• _記述課題_: 以下にある、禁書『妖蛆の秘密』を手に入れた怪奇作家をめぐるあらすじを、最後の文の後から書き進めてください。

• _抜粋本文_:
怪奇作家の主人公は、吸血鬼や狼男や神話の怪物などうそっぱちとみなし、真にリアリティあるホラーを書きたいと、禁断の知識を求めていた。年長の友人である「プロヴィデンスの夢想家」は、『ネクロノミコン』や『エイボンの書』などの存在を教えつつも、深入りしないよう忠告する。しかし主人公は辛抱強く探索を続け、ついに古書店で伝説の禁書を発見する。主人公は、鉄の表紙のつけられた大きな黒い書物『妖蛆の秘密』の初版本を、わずか1ドルで入手する。だがラテン語で書かれていたため、主人公には読めなかった。

主人公はプロヴィデンスの夢想家宅を訪れ、解読を依頼する。夢想家は最初はためらうも、翻訳を始めるとすぐさまのめり込む。やがてプリンの伝説にある「星から召喚した不可視の下僕」について書かれていることがわかり、彼は呪文を読み上げる。

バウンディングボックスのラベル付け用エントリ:
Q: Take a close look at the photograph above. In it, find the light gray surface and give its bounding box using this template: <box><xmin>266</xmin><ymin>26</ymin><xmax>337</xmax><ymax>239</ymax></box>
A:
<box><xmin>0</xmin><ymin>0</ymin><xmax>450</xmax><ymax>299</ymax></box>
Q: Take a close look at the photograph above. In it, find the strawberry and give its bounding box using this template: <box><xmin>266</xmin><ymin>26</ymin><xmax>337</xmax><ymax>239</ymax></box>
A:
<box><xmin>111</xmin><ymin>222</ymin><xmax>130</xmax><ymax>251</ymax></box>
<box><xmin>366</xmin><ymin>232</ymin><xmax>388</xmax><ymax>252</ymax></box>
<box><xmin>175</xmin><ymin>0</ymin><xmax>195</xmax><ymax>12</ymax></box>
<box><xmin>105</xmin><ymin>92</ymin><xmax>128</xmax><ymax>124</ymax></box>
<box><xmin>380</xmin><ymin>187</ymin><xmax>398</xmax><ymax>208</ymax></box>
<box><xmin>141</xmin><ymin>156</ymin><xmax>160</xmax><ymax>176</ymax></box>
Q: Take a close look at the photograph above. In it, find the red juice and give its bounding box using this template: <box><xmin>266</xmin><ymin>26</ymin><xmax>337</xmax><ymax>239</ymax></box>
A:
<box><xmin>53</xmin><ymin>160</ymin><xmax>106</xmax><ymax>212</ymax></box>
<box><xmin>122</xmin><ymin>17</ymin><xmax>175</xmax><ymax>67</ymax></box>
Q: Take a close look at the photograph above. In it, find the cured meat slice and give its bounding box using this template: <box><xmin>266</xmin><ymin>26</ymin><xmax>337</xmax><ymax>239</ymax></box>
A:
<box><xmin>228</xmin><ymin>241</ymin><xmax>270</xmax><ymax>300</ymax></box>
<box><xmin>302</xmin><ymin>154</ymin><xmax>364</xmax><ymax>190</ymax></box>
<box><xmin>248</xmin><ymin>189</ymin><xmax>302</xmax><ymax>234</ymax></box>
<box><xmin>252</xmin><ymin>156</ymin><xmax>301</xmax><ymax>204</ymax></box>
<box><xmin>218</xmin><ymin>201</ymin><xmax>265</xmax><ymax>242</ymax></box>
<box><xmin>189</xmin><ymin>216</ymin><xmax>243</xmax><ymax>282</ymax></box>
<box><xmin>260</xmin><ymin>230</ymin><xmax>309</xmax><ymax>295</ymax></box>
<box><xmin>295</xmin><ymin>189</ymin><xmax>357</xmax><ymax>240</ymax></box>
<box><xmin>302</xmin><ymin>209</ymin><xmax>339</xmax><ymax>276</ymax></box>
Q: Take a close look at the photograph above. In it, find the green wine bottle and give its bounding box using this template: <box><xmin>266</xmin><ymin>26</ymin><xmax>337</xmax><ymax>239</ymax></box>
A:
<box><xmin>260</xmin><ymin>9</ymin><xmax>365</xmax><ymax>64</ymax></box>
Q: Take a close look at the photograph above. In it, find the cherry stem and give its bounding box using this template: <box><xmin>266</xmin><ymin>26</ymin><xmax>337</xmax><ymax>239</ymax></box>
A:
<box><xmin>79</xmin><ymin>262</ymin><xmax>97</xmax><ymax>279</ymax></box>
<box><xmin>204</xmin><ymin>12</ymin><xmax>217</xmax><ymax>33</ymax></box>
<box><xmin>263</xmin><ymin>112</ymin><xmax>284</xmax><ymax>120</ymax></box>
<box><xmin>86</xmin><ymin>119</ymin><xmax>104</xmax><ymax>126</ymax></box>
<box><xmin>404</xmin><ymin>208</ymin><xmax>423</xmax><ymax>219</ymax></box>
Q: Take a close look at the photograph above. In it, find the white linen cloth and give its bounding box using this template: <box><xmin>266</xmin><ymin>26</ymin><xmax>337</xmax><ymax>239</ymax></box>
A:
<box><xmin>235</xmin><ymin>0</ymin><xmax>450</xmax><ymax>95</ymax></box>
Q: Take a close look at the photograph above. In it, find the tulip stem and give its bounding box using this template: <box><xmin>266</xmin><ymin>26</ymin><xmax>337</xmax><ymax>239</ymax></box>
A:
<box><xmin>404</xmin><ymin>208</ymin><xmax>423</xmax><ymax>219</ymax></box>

• _課題の解答_:
夜の星空のもと、窓から突風が舞い込み、友人が悲鳴を上げながら、空中に浮かび上がる。友人の体は背骨が折れそうなほどにねじ曲がり、やがて首が裂ける。そして噴き出した鮮血が、空中で消え、何者かが血を啜る音が響く。血を奪われた友人の肉体はしなび果て、不可視であった怪物が血の色で染まった姿を浮かび上がらせる。やがて魔物は窓から去り、死体と主人公が残される。

主人公は友人宅に火を放ち、すぐさまプロヴィデンスを離れて地元に帰る。友人の死は、火事での焼死と報道される。主人公は、夜になって星を見るたびに、悪夢を思い出す。主人公は、あの魔物が再び訪れて自分を闇に引きずり込むのではないかと、恐怖しつつも、禁断の知識を身を以て知ることに焦がれながら、物語は幕を下ろす。(闇をさまようものに続く)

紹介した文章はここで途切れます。